> SHORT EXERCISE: Continue the forum thread about teal hunting below, picking up after its last post; the data that comes after it is not part of the thread.

> QUOTED PASSAGE:
-- start --

# Teal everywhere



## rick50 (Dec 27, 2009)

Me and my father in law made a hunt tuesday, killing two blue wing teal and not seeing very much.

Me and my brother went saturday and had a 12 bird limit in 30 minutes. We had so many teal coming in they were almost landing in the boat!!!!


----------



## Jim (Dec 27, 2009)

nice job man! =D>


----------



## Loggerhead Mike (Dec 29, 2009)

those are some pretty little boogers


----------



## rick50 (Dec 29, 2009)

You ought to see how good they look in a gumbo!!!!!!!!!!!!!!!


----------



## switchback (Dec 29, 2009)

Sounds like a great day of hunting. Congrats!


----------



## Quackrstackr (Dec 29, 2009)

Very nice.

Kentucky is a virtual waterfowl Dead Sea and has been all season so far.  I don't know what the deal is but this is the worst season that anyone I know can ever remember.

-- end --

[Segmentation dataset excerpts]
-- start --

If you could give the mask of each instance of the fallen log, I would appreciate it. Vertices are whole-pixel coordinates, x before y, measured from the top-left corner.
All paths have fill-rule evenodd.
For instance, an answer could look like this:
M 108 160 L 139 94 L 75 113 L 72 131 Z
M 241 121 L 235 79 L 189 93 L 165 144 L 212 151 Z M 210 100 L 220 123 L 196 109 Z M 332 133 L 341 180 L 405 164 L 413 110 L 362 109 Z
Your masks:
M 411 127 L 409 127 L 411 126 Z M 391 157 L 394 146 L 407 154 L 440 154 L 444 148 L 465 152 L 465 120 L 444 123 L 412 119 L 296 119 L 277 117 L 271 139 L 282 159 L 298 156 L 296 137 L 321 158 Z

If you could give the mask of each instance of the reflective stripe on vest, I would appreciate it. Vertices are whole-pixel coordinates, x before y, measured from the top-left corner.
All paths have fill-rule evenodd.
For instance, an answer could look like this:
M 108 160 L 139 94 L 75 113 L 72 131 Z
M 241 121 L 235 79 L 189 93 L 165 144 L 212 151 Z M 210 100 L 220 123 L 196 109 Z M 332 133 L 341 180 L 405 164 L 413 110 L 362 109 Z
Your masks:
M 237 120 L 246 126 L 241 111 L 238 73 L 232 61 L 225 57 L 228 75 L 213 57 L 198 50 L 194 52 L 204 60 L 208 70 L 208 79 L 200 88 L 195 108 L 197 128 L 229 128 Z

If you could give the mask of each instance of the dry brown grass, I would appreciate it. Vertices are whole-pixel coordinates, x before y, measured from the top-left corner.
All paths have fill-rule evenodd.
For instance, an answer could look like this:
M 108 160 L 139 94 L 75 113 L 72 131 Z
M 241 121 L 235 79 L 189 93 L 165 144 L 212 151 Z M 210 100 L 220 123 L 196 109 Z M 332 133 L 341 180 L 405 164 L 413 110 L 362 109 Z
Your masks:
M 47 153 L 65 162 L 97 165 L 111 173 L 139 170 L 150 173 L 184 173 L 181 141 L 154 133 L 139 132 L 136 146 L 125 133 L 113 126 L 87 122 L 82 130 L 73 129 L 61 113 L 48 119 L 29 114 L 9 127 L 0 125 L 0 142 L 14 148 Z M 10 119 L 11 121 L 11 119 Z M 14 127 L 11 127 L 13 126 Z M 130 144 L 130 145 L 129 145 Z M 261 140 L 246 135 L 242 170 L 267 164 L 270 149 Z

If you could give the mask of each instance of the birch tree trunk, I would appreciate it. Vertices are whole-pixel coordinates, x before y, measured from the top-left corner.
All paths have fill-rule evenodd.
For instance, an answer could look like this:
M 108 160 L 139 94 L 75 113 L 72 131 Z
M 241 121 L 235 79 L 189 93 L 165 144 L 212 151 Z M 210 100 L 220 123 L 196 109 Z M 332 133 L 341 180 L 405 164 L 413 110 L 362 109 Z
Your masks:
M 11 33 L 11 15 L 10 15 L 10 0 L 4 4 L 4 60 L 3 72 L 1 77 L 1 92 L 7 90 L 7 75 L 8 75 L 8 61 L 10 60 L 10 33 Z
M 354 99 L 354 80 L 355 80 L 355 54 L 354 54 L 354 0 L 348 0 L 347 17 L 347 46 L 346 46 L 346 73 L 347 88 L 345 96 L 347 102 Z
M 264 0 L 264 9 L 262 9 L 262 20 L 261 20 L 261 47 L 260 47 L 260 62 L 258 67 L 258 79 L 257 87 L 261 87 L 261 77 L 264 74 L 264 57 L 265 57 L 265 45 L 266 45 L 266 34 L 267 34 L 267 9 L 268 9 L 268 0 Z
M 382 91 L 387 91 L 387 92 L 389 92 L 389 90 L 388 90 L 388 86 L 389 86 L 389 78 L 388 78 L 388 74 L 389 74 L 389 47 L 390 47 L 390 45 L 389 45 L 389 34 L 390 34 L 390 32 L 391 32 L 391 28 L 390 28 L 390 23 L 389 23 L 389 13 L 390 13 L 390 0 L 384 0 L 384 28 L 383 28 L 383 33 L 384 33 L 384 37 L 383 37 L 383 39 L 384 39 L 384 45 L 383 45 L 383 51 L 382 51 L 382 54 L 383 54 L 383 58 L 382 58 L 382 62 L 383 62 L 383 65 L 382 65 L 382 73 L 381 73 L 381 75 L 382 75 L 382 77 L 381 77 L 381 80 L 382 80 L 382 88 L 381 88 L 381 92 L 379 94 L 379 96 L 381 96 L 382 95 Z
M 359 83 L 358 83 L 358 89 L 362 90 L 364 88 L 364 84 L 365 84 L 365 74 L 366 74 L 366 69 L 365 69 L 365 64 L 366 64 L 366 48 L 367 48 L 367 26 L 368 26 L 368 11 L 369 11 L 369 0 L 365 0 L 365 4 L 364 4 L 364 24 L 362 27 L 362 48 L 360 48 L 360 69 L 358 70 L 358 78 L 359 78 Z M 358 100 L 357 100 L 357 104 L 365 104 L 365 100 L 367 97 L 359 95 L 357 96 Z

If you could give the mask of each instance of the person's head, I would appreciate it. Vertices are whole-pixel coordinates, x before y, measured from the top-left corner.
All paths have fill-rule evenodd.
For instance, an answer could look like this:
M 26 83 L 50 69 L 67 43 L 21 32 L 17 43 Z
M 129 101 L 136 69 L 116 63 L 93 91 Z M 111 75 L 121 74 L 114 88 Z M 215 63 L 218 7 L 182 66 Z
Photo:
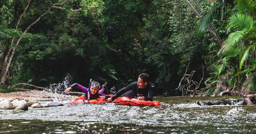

-- end --

> TASK RESPONSE:
----------



## rick50 (Dec 31, 2009)

Made another hunt today..ended up with one motttled duck and one blue wing...so much for the teal being everywhere...we may have seen a total of 30 ducks!!!!!!!!!!!!!!!!!!


----------



## switchback (Jan 1, 2010)

Congrats! We have an extended doe and spike season this year and duck season ends the weekend after that. Think I'll try my luck the last weekend for one more duck hunt.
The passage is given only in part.